▸ Requirement 1: In the transcript, in what year did Robert Siciliano have a small business teaching personal protection to real estate agents?
▸ Requirement 2: Reproduce the transcript from "00;12;49;10 - 00;12;50;22" to "houses and basements.", renaming "real estate agents" as "property brokers".

▸ Text:
_____
00;12;44;19 - 00;12;49;05
Robert Siciliano
And I learned about the birds and the bees and forcible rape and the exact same conversation.
00;12;49;10 - 00;12;50;22
Craig Andrews
Oh, wow.
00;12;50;24 - 00;13;12;15
Robert Siciliano
And so that had a profound effect in the way I view the world, those two situations. And so from that point on, like that was just like that was my focus. In 1995, I had a small business teaching personal protection to real estate agents who are murdered because they're, you know, soccer moms and NASCAR dads that have no formal security training in open houses and basements.
00;13;12;17 - 00;13;15;28
Robert Siciliano
And so I've been teaching realtor safety for, you know, 30 years.
_____
Records from a data source:
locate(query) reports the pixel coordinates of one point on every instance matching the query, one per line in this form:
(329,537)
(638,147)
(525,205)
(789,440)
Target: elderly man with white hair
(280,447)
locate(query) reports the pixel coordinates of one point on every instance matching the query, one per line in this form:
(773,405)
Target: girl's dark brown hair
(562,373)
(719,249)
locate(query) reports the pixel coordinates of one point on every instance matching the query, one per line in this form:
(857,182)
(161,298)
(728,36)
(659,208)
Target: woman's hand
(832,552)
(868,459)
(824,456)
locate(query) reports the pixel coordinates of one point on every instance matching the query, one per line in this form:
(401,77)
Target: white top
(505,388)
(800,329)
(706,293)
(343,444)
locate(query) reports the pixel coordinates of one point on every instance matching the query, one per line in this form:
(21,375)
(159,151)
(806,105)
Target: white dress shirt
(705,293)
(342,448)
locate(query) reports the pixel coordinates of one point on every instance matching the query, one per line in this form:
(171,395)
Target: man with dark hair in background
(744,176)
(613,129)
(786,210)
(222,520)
_____
▸ Task response 1: 1995

▸ Task response 2:
00;12;49;10 - 00;12;50;22
Craig Andrews
Oh, wow.
00;12;50;24 - 00;13;12;15
Robert Siciliano
And so that had a profound effect in the way I view the world, those two situations. And so from that point on, like that was just like that was my focus. In 1995, I had a small business teaching personal protection to property brokers who are murdered because they're, you know, soccer moms and NASCAR dads that have no formal security training in open houses and basements.